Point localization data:
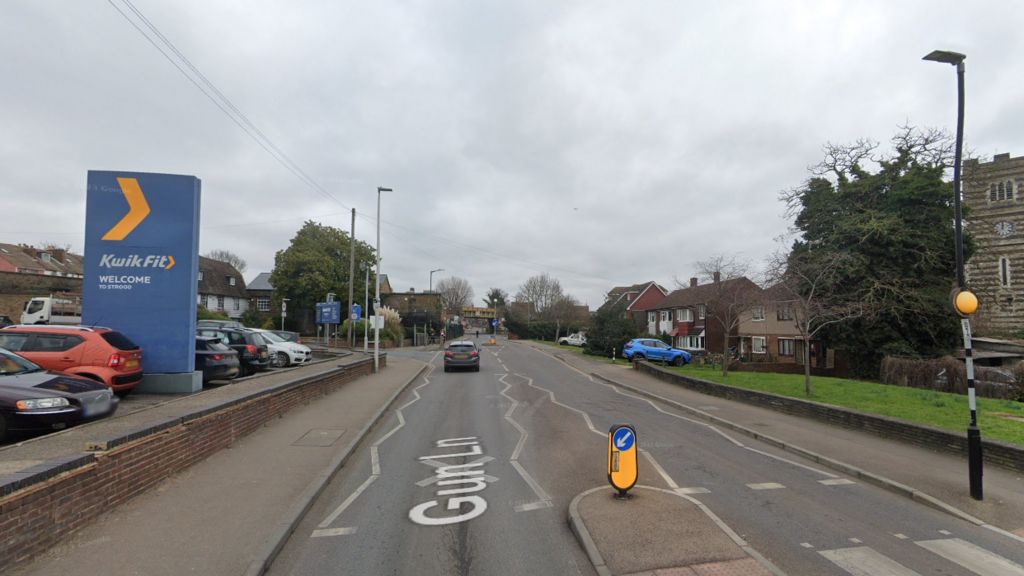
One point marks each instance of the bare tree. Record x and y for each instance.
(228, 257)
(732, 294)
(455, 293)
(802, 282)
(540, 292)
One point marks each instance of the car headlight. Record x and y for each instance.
(42, 403)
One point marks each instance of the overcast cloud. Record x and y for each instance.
(603, 142)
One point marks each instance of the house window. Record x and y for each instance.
(785, 346)
(758, 344)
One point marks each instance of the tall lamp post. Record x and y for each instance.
(432, 283)
(974, 456)
(377, 293)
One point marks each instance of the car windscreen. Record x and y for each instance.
(119, 340)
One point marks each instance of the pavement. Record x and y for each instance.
(230, 513)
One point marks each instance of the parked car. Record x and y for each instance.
(215, 360)
(462, 354)
(219, 324)
(574, 339)
(288, 335)
(33, 399)
(284, 353)
(92, 352)
(253, 353)
(652, 348)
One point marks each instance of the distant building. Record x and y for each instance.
(221, 288)
(993, 194)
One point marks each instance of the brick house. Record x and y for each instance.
(687, 315)
(221, 288)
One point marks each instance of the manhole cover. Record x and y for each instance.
(320, 437)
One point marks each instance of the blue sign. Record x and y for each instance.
(623, 439)
(328, 313)
(141, 246)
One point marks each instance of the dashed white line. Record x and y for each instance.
(766, 486)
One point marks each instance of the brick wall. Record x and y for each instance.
(40, 506)
(995, 452)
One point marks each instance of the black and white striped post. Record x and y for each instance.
(965, 302)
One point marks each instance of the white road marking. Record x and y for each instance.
(333, 532)
(865, 562)
(973, 558)
(544, 500)
(765, 486)
(375, 466)
(692, 490)
(657, 467)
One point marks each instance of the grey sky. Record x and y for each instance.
(604, 142)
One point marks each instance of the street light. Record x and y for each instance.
(974, 456)
(377, 296)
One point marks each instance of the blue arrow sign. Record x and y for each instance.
(623, 439)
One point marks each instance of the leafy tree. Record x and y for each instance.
(496, 298)
(892, 233)
(609, 331)
(227, 257)
(541, 292)
(314, 263)
(455, 293)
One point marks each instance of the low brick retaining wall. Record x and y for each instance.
(41, 505)
(999, 453)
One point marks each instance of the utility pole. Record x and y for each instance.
(351, 279)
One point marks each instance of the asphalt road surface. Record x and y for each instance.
(473, 474)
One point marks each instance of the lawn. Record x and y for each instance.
(941, 410)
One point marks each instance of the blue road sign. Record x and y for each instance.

■ WORK TO BE COMPLETED ■
Only the lines from the one holding "One point marks each instance of the asphalt" to the end of the entries above belong in the answer, each copied exactly.

■ WRITTEN RESPONSE ■
One point marks each instance of the asphalt road surface. Record x and y for each instance.
(473, 474)
One point marks each instance of the lawn. Record x and y for each instance.
(941, 410)
One point marks each instance of the blue road sign. Record x and y for each instance.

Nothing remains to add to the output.